LIST OF TASKS:
A – According to the passage about Adventures of Captain Fabian, who directed the film?
B – Pick up the passage about Adventures of Captain Fabian after its final sentence and carry the plot summary forward.

SOURCE PASSAGE:
^^^^

Adventures of Captain Fabian or Adventure in New Orleans is a 1951 American adventure film directed by William Marshall and starring Errol Flynn, Micheline Presle, Vincent Price, Agnes Moorehead and Victor Francen.

Plot

George Brissac owns a large country mansion in old New Orleans in 1860. He is engaged but is having an affair with a French Creole girl Lea, a maid in his household who has a gypsy aunt, Jezebel. George stands to inherit the estate from his childless uncle as long he keeps out of trouble. One day when he is out the maid throws a huge party in his house and everyone gets drunk. One male admirer is rebuffed. When George returns he kisses her and angers her admirer. A fight ensues and George is briefly knocked out. The admirer tries to kiss the girl and she hits him repeatedly on the head with George's cane and kills him. George decides to fabricate a story to keep out of any blame, and lies when the girl goes on trial for murder.

Meanwhile Captain Fabian returns to port. Although having no link to the events he goes to the trial having been told enough of the story to see a plot. He stops the trial and gets the judge to release the girl into his care. He buys a local bar. His overall aim seems to be to clear the name of his father who was a merchant who went bankrupt in the town.

Captain Fabian appears to also like Lea but is restrained in his actions.

However, Brissac also kills his own uncle when the uncle finds him kissing the maid. Despite his poor treatment of her she demands he marry her to keep her silence. When George's fiancee arrives with her family she is informed of the new arrangement. She says she will wait until he comes to his senses.

^^^^

DATA EXCERPT:
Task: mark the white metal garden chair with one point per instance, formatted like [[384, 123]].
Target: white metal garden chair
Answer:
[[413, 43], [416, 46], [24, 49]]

^^^^

SET OF ANSWERS:
A – William Marshall

B –
After marriage to Lea George cools in his desire and feels tricked into the marriage. New Orleans society is also shunning him. As they are the only witnesses to the uncle's murder they plan just to be wholly silent on the issue.

Ever the temptress Lea goes to Fabian's ship. He sees her for what she is but yields and kisses her in a strong embrace and says he loves her. When she asks him to take her away he reminds her she is now married...

George, sensing something wrong with Lea, reports his uncle's disappearance to the police, even though this will result in the finding of the uncle's grave on the estate at some point. However George has buried an inscribed pocket watch bearing Fabian's name with the body. When this is fond the police jump to the conclusion which George wants. He knows Lea cannot tell the truth without implicating herself. Lea and George each now want to kill the other.

The police arrest Fabian in his bar. But Fabian is very popular in the local community. Fabian knows that Brissac is the likely murderer and realizes why he married Lea. Lea holds the key to which one is hanged.

George hires a local crook to lynch Fabian and make it look like community justice. He gives the man the key to his warehouse of rum. Aunt Jezebel an Fabian's crew plan to save him. They release him and the two rival groups escape through the catacombs down to the docks where a huge brawl begins. The mob torch Fabian's ship as it tries to raise sail.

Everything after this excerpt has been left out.